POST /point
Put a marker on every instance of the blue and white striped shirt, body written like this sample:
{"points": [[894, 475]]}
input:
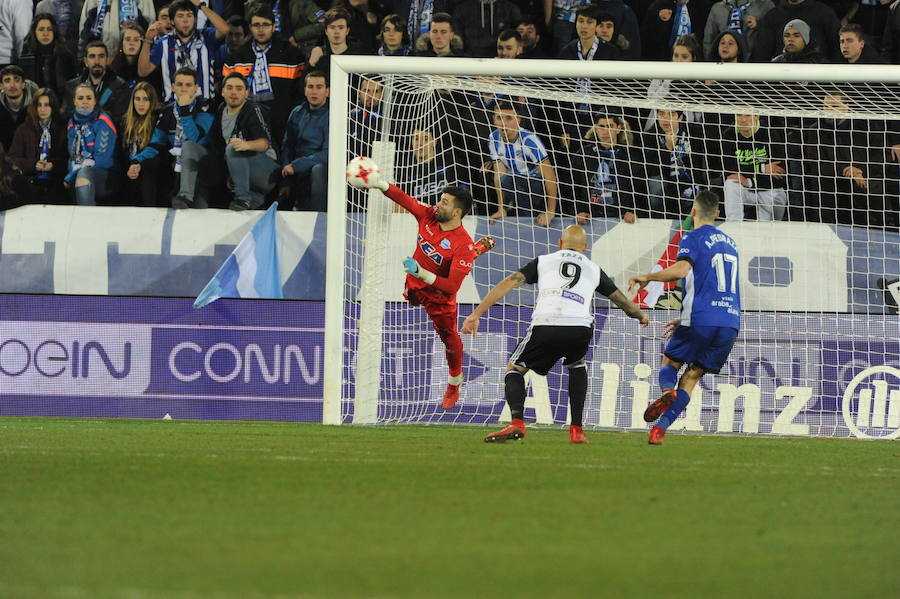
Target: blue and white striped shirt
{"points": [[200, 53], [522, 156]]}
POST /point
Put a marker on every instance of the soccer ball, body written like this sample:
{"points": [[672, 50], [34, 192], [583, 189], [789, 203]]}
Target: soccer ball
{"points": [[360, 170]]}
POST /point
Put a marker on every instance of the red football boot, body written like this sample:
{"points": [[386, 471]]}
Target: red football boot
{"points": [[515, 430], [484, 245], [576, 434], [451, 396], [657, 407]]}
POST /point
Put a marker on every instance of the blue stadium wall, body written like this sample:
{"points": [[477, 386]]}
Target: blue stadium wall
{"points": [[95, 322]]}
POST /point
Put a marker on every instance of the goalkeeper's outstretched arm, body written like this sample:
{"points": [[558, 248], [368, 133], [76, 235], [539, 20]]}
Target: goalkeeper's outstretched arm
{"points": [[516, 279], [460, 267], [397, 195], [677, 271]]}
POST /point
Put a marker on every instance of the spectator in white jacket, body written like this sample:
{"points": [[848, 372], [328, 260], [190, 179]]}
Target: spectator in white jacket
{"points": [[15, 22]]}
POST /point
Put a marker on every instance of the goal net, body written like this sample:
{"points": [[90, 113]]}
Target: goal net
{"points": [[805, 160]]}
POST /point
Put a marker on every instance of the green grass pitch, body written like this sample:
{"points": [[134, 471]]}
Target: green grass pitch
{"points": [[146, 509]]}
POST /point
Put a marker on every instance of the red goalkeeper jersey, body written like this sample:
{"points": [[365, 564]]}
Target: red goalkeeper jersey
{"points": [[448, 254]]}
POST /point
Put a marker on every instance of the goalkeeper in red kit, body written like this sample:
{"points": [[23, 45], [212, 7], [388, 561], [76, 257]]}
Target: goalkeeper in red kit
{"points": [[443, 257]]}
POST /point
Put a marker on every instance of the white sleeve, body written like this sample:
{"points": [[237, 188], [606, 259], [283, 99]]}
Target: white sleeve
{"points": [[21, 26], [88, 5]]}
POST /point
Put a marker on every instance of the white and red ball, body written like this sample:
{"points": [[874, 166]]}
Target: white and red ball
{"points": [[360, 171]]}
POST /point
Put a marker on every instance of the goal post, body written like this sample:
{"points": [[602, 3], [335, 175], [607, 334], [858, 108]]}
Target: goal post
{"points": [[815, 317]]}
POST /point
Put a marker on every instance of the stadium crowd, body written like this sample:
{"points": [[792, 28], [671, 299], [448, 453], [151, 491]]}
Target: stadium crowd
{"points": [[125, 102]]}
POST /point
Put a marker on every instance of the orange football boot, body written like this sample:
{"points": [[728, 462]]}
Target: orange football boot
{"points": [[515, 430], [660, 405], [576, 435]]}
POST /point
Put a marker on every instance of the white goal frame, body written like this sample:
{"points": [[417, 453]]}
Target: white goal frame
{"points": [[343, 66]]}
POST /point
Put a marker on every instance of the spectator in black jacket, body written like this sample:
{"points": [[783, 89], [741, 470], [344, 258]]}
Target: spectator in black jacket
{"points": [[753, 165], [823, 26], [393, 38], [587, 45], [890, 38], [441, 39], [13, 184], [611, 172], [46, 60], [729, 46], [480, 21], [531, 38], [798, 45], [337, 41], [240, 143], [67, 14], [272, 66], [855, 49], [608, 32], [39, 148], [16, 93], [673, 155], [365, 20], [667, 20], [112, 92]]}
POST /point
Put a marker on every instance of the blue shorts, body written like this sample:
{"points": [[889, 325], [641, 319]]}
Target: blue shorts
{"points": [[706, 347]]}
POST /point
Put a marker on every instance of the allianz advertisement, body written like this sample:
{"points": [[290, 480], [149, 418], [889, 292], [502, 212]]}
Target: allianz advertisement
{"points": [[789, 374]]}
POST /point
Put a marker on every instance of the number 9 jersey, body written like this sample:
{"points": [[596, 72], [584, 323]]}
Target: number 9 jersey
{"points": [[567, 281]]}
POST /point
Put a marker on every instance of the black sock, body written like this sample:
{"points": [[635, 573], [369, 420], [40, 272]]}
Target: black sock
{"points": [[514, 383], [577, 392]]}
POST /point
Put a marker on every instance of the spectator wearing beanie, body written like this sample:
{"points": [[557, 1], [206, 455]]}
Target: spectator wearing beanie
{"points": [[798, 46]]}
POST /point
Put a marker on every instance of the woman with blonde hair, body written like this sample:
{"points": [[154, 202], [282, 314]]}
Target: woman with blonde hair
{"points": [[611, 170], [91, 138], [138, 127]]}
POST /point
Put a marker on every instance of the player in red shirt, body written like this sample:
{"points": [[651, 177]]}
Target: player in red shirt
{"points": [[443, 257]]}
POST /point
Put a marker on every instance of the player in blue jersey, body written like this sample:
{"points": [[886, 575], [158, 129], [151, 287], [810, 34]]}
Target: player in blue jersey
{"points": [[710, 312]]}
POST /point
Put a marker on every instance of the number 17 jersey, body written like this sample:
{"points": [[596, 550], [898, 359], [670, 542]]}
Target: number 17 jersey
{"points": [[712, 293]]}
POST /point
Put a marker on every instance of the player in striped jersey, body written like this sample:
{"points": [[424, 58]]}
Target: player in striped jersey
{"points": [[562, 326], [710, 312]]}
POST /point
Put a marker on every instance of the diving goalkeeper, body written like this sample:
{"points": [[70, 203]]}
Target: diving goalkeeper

********

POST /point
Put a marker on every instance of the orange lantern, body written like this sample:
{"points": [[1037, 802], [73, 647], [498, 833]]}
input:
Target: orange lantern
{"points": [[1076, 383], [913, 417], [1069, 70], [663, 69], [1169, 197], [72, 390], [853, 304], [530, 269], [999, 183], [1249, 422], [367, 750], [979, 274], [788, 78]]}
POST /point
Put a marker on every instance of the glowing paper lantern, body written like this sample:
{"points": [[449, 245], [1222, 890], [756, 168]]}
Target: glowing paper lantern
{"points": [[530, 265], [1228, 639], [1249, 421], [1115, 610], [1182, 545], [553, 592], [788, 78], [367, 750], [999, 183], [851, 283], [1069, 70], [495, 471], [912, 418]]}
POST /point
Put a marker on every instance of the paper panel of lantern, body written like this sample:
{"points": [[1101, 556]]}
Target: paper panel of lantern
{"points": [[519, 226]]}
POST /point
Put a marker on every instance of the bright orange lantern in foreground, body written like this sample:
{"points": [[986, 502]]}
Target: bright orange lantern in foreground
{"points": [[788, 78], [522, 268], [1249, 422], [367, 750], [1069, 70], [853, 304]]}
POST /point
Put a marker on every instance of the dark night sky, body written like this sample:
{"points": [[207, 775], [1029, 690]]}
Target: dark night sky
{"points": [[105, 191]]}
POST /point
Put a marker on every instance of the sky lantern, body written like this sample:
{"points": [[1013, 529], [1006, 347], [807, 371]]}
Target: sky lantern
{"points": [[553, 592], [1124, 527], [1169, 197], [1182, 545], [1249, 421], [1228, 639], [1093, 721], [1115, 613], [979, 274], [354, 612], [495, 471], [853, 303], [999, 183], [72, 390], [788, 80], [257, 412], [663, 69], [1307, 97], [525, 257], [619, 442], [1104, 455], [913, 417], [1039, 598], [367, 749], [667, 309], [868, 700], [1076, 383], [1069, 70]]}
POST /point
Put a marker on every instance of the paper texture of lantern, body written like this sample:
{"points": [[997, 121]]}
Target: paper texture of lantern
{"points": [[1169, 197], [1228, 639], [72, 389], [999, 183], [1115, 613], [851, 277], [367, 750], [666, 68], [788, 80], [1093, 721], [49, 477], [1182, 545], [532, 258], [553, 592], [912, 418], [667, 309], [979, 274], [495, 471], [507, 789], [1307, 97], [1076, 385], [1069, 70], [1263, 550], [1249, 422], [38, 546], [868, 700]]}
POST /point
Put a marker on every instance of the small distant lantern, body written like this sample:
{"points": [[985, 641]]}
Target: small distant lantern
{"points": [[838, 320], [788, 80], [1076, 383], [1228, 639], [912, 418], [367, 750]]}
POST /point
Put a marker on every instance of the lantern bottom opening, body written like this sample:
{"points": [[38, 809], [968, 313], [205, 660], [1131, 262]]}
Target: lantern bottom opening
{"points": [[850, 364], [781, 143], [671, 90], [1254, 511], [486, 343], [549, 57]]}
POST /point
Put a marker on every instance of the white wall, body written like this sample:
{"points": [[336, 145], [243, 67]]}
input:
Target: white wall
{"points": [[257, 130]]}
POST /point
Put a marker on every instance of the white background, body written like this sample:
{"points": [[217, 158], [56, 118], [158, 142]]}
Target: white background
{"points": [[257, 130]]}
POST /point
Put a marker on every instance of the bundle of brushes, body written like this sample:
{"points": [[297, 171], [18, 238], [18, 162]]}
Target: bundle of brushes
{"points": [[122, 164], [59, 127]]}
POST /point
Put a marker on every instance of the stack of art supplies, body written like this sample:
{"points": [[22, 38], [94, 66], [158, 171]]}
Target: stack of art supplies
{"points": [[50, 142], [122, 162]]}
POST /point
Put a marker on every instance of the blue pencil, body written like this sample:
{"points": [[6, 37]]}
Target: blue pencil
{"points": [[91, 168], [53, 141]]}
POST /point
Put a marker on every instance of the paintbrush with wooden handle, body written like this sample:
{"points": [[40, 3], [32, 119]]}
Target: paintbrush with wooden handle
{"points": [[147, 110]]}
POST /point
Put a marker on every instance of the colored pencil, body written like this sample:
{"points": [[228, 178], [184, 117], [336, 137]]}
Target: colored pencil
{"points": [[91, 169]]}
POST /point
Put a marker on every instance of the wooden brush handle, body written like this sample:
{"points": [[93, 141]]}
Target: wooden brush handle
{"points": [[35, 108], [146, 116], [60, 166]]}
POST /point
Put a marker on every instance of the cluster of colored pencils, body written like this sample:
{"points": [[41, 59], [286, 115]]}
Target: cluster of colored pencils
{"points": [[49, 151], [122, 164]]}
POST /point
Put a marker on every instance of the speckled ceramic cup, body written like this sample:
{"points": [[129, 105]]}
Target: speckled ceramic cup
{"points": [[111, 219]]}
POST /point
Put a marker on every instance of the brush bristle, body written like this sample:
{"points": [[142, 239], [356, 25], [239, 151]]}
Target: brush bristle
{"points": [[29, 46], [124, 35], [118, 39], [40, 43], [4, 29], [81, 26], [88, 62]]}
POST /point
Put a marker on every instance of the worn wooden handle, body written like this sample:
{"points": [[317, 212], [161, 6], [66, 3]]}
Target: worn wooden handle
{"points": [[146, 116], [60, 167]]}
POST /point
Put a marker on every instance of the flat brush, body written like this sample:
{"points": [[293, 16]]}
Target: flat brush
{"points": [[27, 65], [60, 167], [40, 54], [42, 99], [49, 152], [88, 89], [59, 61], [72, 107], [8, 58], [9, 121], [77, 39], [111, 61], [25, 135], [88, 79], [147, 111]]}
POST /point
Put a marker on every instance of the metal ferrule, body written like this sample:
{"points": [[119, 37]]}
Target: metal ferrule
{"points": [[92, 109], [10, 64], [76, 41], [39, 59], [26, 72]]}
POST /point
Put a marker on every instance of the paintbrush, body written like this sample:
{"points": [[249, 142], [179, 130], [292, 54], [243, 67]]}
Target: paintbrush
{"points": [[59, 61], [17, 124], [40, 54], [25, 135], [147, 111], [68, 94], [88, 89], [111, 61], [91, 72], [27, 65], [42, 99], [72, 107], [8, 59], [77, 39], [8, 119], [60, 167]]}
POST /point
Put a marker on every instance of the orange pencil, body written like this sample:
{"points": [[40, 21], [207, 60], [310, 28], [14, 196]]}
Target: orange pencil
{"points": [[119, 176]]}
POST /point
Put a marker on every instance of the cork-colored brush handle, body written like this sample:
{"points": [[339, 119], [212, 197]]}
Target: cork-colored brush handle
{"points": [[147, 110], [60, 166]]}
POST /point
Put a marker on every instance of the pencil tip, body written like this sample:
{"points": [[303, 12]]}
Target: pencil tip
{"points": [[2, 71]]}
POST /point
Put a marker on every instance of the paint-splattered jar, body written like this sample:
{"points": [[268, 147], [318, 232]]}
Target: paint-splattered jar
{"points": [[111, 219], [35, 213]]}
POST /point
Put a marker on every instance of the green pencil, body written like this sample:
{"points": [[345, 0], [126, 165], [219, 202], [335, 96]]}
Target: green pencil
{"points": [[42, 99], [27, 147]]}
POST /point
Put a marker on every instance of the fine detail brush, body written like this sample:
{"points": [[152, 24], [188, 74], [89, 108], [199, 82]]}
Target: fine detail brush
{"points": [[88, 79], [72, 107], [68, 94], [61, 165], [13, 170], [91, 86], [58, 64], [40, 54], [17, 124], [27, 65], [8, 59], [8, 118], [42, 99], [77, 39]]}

********

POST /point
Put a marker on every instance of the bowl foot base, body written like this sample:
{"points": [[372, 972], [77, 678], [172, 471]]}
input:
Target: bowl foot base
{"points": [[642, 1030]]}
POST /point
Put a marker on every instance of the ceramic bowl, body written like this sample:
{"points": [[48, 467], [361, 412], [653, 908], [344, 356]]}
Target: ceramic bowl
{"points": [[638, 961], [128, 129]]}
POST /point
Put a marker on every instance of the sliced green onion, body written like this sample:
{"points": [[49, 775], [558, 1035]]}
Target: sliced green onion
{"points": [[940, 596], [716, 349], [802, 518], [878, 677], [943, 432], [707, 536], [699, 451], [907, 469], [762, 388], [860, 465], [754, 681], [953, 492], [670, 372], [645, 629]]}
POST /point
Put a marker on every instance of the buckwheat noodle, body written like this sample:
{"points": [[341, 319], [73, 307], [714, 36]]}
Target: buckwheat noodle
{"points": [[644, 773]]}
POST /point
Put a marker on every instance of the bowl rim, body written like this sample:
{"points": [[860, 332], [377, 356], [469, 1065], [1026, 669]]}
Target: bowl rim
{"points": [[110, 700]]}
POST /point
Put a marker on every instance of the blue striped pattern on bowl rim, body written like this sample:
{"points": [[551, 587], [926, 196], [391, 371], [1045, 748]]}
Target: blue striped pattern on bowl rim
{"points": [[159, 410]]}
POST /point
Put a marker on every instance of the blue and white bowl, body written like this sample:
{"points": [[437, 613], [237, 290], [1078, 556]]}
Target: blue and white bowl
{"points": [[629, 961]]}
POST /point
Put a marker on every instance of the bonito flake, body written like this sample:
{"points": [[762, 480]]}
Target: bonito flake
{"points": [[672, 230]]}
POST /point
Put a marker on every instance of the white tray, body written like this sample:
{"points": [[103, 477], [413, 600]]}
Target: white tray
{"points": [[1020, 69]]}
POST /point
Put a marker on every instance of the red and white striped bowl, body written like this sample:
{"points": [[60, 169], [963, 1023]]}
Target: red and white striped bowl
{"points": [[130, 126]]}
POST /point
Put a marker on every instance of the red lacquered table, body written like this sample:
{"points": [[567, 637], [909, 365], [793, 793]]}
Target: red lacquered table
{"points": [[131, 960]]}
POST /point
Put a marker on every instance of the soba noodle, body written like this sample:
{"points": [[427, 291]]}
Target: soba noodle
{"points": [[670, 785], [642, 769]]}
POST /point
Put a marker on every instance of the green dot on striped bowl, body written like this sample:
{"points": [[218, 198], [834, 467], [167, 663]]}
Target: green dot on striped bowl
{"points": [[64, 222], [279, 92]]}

********

■ What to work on
Find every line in the data above that contains the string "base", matching case exactly, and copy each of those lines.

■ Task output
Put a marker on every instance of the bowl foot base, body written like this sample:
Target: bowl foot base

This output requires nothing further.